» TASK TO CARRY OUT
From the material below, extract each line that contains the string "Label", treating uppercase and lowercase as distinct.

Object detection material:

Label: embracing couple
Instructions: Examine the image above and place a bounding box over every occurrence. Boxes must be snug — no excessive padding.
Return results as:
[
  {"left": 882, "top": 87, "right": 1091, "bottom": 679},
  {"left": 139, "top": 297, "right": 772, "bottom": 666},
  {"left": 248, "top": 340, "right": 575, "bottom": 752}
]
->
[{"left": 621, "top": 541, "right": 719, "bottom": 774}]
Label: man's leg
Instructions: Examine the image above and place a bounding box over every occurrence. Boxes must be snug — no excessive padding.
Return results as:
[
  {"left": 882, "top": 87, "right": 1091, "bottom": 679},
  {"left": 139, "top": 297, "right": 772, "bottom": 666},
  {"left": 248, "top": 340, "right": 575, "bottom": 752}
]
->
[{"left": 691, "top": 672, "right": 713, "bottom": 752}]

--

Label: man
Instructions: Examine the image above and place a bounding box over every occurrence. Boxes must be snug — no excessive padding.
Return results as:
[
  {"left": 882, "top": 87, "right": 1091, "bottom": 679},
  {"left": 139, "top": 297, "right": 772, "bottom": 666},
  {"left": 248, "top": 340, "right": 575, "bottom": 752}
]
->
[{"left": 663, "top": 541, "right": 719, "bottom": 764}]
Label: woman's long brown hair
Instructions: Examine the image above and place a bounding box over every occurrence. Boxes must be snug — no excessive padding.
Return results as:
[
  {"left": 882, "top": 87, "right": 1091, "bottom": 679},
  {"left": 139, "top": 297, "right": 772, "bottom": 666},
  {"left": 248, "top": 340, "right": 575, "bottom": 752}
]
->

» THE ANSWER
Label: embracing couple
Label: man's leg
Label: man
Label: woman's long brown hair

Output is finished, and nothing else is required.